____ Entries provided

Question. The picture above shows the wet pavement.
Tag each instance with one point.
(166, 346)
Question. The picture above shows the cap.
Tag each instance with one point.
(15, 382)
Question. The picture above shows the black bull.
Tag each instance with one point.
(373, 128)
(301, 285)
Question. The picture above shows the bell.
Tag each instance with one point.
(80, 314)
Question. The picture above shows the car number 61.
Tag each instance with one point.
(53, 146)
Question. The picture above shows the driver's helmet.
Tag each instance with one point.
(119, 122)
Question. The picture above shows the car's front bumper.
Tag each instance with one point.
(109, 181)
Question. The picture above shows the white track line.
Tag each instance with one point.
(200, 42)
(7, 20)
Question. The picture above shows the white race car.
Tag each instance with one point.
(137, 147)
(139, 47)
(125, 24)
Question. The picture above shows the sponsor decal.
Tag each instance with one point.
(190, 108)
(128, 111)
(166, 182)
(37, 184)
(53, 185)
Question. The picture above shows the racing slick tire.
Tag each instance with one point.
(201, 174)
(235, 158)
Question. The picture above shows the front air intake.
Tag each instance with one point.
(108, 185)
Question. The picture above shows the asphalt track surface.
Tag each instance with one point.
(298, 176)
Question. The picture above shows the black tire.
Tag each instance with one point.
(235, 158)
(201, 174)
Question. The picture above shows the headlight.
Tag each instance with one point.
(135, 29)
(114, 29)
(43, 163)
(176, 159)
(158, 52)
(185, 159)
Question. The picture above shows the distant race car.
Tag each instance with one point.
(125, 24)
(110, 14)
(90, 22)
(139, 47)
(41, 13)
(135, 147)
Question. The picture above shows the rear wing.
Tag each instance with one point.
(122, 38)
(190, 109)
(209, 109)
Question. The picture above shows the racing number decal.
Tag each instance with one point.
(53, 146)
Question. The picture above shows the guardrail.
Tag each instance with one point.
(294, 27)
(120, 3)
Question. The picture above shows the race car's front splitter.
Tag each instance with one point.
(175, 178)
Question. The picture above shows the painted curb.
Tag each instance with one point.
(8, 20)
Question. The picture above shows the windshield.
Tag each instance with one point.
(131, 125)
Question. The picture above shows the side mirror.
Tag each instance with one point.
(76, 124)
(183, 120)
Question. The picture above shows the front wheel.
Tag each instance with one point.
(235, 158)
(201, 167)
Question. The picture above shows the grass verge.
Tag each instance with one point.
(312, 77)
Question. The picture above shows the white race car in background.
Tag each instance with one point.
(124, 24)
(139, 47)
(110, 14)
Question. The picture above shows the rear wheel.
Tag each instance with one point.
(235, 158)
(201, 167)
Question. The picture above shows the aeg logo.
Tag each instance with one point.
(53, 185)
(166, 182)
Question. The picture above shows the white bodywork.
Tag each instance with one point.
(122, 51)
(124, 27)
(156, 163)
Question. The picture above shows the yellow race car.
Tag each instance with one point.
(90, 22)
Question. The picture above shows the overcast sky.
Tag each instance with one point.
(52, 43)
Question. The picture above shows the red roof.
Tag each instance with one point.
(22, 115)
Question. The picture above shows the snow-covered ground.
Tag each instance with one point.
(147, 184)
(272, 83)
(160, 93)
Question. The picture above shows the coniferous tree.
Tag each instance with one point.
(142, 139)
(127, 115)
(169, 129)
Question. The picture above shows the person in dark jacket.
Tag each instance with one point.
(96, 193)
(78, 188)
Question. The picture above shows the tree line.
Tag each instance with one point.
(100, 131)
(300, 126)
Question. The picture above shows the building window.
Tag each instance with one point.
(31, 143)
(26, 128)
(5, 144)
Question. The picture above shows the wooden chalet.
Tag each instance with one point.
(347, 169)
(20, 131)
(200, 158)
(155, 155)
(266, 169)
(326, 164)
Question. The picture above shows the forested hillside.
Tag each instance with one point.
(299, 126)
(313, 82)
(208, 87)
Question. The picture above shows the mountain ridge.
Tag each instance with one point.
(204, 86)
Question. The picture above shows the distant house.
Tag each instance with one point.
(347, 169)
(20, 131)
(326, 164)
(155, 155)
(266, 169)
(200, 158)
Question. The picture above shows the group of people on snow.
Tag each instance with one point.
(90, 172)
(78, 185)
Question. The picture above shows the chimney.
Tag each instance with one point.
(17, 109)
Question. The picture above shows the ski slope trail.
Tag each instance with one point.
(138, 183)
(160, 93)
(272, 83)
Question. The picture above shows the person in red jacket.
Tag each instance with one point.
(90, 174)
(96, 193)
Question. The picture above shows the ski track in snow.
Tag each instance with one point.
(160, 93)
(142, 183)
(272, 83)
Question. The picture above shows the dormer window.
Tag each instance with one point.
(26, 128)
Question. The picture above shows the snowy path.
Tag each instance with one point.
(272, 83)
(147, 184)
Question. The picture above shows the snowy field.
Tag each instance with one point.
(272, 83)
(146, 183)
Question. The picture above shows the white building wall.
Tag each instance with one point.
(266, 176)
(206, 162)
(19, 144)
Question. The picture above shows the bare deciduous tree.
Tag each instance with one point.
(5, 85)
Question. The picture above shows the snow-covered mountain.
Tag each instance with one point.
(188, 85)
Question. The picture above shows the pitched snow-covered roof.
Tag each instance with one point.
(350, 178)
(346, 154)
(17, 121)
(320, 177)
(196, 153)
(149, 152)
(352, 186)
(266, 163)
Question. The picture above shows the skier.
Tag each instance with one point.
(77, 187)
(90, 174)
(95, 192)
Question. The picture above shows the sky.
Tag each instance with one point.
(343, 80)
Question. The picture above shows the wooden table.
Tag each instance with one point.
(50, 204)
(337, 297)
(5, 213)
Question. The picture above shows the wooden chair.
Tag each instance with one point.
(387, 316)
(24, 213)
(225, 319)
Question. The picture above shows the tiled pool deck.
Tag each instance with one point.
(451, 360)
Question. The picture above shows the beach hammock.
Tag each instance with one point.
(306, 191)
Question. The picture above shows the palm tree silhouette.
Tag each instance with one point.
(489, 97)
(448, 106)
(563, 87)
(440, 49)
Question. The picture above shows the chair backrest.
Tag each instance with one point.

________

Rewrite the lines from the one containing "Question. The picture above shows the skier." through the last line above, both included, as a Markdown table with the columns Row and Line, numbering each row and omitting blank lines.

| Row | Line |
|---|---|
| 1 | Question. The picture above shows the skier. |
| 2 | Tag each instance with one point. |
| 3 | (77, 187) |
| 4 | (90, 174) |
| 5 | (95, 192) |
| 6 | Question. The picture above shows the sky. |
| 7 | Tag each instance with one point. |
| 8 | (343, 80) |
| 9 | Question. The picture above shows the wooden table. |
| 10 | Tag each instance with one point. |
| 11 | (50, 204) |
| 12 | (337, 297) |
| 13 | (5, 213) |
| 14 | Question. The picture above shows the wooden chair. |
| 15 | Tag each instance with one point. |
| 16 | (387, 316) |
| 17 | (24, 213) |
| 18 | (225, 319) |
| 19 | Question. The picture above shows the tiled pool deck. |
| 20 | Tag each instance with one point. |
| 21 | (451, 360) |
| 22 | Question. The picture above shows the beach hammock. |
| 23 | Tag each instance with one point. |
| 24 | (306, 191) |
| 25 | Question. The picture above shows the palm tree silhouette. |
| 26 | Tag each instance with one point. |
| 27 | (489, 97) |
| 28 | (448, 106) |
| 29 | (563, 87) |
| 30 | (440, 49) |
| 31 | Question. The picture above shows the chair backrest. |
| 32 | Tag each instance with one point. |